**TEXT SHOWN**
□ □ □ □

Speaking at the Voice over IP Forum in London's Le Meridien Hotel, John Blake, head of hosted IP services at BT Global Services, said that although there is a "dichotomy" for BT, which will involve some cannibalisation of existing services, the company has an aggressive VoIP plan.
BT, like other telcos, faces a loss of revenue if free VoIP services such as Skype take off. According to James Enck, European Telecom analyst/global telecom strategist at Daiwa Securities Investment Bank, Skype has an annual growth rate of 500 percent in terms of on-Net minutes, and 5 percent of broadband connections in the UK are using the service. "It's practically a household name," said Enck.
BT seems to have learnt its lesson from the late 1990s when it was widely accused of holding back broadband rollout to protect its ISDN business.
"BT is the incumbent operator and as such we have to defend our traditional market, but we can do that by aggressive and creative pricing," said Blake. BT, he said, has reduced prices, and is establishing longer-term relationships with its partners and customers. "We will have to sacrifice some higher-volume services", he said, "and there will be some cannibalisation, but we're about ready."
BT offers two distinct VoIP services: The year-old Broadband Voice, which mimics a regular phone, and BT Communicator which was launched this year with Yahoo Messenger and which works with a PC.
Enck said incumbent operators across Europe are beginning to realise they have to work with VoIP. "VoIP is out of the closet in Europe," he said. "We have seen a lot of activity from incumbents" who, he said, used to talk about VoIP as being a flea on an elephant. "Now they talk about how it will impact their revenues."
"We are not afraid of the technology," Blake told the audience at the Forum. "VoIP is an application and if you can get that working right then other applications on the network become easier to deliver. Once you have broadband infrastructure the technology becomes easier to deliver. Internet telephony has been around for four years, but we were doing it over dial-up connections, and you just can't get the quality on a 56kbps call."
BT plans to deploy VoIP across its own organisation, with 30,000 IP phones. It recently completed a 10,000 IP phone roll-out at Abbey Group, as part of a £125m hosted IP contract. "We rolled this service out across 850 branches in five months," said Blake. "We had to do 25 sites a night, with a two-hour window to upgrade each site."
The Isle of Man government says it is planning to install VoIP across the public sector there, with the help of Cisco, Dimension Data and Manx Telecom.






Talkback
VoIP no threat to BT? It’s a Train Wreck About To Happen.
I read your article at ZDNet UK today with great interest entitled ‘VoIP is no threat, says BT’. The BT spokesperson makes an incredible statement "We are not afraid of the technology, VoIP is an application”.
As someone who worked in the telecommunications business in the UK for 15 years I understand that VoIP is much more than an application to BT; it poses the single greatest competitive threat to their Residential/Home Office high-call-bill and International calling customers since MCI appeared in the UK in the late 80’s to ‘open up competition’.

□ □ □ □

**RECORDS SHOWN**
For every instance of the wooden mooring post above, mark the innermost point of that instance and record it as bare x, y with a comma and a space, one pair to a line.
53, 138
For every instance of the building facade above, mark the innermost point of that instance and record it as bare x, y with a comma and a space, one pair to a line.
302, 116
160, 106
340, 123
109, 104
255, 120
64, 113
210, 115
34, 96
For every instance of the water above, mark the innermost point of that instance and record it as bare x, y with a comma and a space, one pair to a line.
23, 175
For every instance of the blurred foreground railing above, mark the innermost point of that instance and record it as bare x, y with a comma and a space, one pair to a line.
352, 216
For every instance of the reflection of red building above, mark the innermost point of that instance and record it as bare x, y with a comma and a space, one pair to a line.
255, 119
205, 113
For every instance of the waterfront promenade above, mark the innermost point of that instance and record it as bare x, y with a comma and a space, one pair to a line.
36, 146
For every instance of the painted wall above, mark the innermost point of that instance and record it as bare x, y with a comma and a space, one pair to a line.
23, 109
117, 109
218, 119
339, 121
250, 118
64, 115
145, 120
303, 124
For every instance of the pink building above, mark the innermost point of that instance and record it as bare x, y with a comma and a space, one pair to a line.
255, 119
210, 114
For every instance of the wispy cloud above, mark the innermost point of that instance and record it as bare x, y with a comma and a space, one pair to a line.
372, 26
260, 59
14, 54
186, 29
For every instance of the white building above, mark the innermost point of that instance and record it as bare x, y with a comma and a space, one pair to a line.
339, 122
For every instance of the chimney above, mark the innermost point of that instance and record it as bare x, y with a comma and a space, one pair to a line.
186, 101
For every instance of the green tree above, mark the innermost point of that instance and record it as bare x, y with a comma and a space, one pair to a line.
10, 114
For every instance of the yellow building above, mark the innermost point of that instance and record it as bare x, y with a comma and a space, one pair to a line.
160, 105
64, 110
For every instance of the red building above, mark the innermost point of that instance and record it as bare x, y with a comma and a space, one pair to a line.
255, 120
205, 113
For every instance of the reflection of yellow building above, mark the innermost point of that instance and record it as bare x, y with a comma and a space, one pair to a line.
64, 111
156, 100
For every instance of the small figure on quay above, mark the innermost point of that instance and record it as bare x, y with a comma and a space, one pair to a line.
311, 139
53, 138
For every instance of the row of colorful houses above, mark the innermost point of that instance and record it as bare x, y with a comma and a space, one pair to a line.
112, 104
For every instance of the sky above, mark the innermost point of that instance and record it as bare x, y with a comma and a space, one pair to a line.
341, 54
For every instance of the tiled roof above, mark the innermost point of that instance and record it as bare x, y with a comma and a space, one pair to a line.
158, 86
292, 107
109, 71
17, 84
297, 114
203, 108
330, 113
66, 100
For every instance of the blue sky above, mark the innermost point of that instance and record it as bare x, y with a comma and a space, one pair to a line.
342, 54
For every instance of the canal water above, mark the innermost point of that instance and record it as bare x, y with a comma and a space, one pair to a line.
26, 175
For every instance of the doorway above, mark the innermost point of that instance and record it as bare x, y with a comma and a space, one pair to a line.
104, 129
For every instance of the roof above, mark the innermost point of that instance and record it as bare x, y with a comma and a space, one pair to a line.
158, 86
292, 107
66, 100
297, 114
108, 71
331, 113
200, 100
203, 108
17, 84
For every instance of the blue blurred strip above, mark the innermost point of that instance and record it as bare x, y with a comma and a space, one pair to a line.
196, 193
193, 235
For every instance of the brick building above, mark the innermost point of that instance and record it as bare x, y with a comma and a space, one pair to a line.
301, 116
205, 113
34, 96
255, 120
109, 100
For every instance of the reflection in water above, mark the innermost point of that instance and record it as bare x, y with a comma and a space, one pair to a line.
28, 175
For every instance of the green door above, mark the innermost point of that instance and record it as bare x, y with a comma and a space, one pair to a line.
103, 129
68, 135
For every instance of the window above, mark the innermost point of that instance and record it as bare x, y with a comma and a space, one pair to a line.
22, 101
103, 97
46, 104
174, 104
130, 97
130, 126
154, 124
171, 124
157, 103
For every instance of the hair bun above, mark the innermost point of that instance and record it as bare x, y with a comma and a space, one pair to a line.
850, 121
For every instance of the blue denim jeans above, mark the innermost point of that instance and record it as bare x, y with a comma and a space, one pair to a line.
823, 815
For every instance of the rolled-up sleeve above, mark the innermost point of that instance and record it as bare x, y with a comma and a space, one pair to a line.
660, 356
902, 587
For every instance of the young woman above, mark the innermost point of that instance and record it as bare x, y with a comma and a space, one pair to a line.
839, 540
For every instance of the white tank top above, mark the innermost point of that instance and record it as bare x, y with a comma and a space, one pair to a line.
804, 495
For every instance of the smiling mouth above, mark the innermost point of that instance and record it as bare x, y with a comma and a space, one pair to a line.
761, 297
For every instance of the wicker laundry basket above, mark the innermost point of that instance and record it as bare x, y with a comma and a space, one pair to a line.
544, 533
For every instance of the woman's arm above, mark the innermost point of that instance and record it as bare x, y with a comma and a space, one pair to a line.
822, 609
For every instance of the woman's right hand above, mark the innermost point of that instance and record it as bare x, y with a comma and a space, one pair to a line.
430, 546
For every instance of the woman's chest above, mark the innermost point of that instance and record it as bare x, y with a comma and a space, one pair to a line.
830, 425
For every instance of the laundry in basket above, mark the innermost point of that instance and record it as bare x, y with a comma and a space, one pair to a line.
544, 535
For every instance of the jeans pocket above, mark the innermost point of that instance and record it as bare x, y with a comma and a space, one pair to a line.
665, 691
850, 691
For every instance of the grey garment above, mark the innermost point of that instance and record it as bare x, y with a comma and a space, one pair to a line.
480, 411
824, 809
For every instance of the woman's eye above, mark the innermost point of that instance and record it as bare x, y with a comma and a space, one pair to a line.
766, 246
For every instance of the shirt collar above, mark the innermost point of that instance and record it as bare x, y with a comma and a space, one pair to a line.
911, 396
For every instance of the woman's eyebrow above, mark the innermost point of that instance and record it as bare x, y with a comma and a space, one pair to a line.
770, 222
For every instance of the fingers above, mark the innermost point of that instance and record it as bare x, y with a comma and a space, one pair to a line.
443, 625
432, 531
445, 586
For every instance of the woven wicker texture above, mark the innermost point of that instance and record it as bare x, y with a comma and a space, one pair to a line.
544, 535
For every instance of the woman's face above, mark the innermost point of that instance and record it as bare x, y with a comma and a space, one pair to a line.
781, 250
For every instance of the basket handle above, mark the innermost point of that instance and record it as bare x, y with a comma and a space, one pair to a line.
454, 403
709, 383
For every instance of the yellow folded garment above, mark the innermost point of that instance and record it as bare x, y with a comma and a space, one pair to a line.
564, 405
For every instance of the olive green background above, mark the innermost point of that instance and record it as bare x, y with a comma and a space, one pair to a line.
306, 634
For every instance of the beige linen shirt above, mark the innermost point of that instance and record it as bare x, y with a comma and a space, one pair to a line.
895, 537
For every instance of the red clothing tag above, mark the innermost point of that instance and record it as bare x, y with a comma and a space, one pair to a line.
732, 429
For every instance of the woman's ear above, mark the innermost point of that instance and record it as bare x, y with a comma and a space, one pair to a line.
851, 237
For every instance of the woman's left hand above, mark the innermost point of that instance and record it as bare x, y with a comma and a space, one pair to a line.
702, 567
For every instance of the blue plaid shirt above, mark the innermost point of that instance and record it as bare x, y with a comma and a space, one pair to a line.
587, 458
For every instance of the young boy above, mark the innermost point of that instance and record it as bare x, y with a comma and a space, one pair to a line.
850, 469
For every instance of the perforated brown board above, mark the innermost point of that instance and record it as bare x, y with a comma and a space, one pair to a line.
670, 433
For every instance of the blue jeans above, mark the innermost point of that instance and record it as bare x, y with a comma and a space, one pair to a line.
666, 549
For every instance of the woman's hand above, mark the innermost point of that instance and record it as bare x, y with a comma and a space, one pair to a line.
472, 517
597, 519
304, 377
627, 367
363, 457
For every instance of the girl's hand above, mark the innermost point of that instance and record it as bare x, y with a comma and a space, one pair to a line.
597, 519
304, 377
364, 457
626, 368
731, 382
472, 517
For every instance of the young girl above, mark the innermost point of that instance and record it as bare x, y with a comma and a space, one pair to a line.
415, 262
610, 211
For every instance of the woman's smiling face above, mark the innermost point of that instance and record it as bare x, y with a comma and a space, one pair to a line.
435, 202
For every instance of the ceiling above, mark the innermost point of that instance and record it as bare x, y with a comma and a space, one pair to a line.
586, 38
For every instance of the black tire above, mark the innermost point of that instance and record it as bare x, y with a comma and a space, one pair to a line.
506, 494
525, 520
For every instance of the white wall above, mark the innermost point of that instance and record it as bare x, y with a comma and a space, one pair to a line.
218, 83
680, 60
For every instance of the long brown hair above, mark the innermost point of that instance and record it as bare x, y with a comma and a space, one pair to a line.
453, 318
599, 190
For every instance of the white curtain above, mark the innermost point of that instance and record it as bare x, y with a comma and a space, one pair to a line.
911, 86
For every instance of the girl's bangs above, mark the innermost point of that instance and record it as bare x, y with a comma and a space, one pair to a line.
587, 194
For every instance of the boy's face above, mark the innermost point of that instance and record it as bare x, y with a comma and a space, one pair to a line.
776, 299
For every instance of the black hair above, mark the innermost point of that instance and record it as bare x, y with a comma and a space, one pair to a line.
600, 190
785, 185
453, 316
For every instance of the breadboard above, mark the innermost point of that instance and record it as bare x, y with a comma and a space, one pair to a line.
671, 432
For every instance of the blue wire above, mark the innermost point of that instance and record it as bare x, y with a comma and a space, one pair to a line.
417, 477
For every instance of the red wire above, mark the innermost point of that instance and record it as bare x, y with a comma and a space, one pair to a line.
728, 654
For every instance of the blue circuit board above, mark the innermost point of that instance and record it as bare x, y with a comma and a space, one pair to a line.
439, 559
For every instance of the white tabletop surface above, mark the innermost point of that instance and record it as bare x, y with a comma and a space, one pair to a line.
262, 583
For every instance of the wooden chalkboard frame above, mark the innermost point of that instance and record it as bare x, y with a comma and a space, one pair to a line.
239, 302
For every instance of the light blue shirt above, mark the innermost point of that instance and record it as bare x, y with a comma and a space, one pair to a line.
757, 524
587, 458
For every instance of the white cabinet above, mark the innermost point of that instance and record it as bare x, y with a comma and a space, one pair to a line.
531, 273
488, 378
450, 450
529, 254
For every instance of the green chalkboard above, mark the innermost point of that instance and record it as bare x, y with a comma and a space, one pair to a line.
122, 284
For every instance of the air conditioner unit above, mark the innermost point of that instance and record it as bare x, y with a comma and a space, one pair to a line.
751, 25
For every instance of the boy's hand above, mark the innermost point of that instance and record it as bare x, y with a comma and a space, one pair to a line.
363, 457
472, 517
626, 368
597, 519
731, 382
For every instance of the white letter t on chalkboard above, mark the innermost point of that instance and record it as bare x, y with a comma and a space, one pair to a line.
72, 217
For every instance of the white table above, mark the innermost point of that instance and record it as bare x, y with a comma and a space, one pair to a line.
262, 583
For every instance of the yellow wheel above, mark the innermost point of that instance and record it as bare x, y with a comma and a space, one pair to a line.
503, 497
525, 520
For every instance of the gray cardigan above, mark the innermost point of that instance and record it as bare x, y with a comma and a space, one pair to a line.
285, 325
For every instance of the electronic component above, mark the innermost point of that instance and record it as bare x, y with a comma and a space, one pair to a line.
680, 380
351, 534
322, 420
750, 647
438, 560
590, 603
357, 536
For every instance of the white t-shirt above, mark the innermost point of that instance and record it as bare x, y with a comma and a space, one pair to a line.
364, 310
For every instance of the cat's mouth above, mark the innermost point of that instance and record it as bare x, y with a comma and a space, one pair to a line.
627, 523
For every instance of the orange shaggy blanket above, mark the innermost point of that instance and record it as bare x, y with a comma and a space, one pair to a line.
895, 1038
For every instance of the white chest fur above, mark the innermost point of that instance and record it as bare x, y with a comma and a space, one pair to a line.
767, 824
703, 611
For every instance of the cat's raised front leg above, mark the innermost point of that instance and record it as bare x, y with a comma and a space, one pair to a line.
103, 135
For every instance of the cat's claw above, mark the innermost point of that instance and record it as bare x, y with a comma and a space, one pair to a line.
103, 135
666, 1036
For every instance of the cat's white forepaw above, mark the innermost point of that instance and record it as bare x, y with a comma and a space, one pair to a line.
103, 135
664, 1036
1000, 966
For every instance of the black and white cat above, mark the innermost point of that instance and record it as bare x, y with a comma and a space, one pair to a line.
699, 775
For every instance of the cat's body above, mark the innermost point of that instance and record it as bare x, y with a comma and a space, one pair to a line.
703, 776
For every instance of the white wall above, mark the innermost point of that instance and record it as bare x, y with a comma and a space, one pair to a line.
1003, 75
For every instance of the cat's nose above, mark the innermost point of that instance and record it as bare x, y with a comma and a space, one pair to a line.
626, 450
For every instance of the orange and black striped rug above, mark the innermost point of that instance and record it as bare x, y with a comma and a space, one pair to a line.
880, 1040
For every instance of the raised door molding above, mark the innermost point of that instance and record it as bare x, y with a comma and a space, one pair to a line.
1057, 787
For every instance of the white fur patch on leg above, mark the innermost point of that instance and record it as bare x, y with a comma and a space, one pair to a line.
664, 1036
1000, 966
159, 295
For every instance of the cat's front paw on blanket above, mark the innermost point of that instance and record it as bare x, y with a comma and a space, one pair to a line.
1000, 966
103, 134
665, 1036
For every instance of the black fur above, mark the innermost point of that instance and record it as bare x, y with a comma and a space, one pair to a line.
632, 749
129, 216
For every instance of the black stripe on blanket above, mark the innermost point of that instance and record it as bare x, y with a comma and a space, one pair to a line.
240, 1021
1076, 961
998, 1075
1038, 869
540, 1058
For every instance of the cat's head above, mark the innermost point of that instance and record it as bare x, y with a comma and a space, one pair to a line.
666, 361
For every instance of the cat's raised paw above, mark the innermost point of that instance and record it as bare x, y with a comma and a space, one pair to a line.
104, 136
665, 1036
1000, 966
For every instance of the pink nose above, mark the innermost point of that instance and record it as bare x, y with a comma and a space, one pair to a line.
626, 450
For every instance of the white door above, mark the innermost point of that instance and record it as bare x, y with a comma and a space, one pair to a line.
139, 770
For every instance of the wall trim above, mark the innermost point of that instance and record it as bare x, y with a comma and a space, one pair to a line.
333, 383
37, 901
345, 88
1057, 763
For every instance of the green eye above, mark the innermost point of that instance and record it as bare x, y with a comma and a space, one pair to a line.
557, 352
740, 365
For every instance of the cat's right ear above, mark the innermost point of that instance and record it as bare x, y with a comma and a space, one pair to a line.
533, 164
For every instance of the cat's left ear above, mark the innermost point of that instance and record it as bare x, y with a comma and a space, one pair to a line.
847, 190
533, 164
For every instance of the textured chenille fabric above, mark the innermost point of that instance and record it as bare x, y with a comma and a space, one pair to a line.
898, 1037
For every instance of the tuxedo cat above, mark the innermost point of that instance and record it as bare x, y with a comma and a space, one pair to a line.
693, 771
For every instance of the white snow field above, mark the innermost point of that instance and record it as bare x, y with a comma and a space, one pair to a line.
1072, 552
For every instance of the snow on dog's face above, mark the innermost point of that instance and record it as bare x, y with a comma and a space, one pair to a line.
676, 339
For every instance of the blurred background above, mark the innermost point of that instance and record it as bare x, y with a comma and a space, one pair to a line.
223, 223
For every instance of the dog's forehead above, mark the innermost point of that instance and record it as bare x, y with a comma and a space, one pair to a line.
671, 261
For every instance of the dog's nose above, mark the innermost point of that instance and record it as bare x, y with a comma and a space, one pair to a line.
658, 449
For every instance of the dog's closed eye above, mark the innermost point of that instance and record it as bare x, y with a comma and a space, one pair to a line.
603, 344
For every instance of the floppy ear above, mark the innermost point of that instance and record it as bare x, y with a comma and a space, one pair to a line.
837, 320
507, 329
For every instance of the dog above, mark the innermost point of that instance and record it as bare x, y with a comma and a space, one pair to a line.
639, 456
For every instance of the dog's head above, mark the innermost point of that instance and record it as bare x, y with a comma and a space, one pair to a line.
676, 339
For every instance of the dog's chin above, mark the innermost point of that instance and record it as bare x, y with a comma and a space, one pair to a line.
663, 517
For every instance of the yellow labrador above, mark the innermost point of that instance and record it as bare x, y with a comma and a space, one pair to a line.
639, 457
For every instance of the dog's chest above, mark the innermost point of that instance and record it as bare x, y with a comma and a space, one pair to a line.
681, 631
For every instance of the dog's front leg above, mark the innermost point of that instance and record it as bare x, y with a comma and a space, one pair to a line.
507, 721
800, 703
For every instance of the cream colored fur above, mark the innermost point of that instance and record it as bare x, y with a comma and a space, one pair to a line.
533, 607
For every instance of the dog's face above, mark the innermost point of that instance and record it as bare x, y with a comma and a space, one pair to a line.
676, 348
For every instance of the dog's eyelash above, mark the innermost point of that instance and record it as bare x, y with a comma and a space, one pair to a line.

□ □ □ □

**TASKS FOR THIS EXERCISE**
1. Reproduce the passage of the article on BT and VoIP between "Speaking at the" and "aggressive VoIP plan.", inclusive, swapping "dichotomy" for "dilemma".
2. Report how many lines of the listing contain the string "collar", with case counting. Give the number alone.

**EXPECTED ANSWERS**
1.
Speaking at the Voice over IP Forum in London's Le Meridien Hotel, John Blake, head of hosted IP services at BT Global Services, said that although there is a "dilemma" for BT, which will involve some cannibalisation of existing services, the company has an aggressive VoIP plan.

2. 1